====== DATASET RECORDS ======

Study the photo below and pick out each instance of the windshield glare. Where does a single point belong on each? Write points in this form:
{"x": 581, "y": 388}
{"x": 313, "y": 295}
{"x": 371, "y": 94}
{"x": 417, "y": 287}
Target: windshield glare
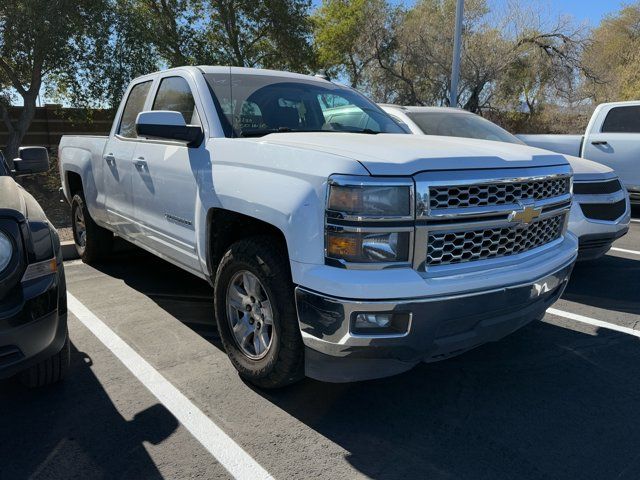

======

• _WRITTEN TASK_
Can you arrange every line of the material above as a JSON list of strings, one string per line, with blank lines skipped and the picture left out?

• _EXERCISE ANSWER_
[
  "Study the photo below and pick out each instance of the windshield glare. Where does a single point belong on each? Write points in this form:",
  "{\"x\": 581, \"y\": 388}",
  "{\"x\": 313, \"y\": 295}",
  "{\"x\": 371, \"y\": 94}",
  "{\"x\": 417, \"y\": 287}",
  "Target: windshield glare"
]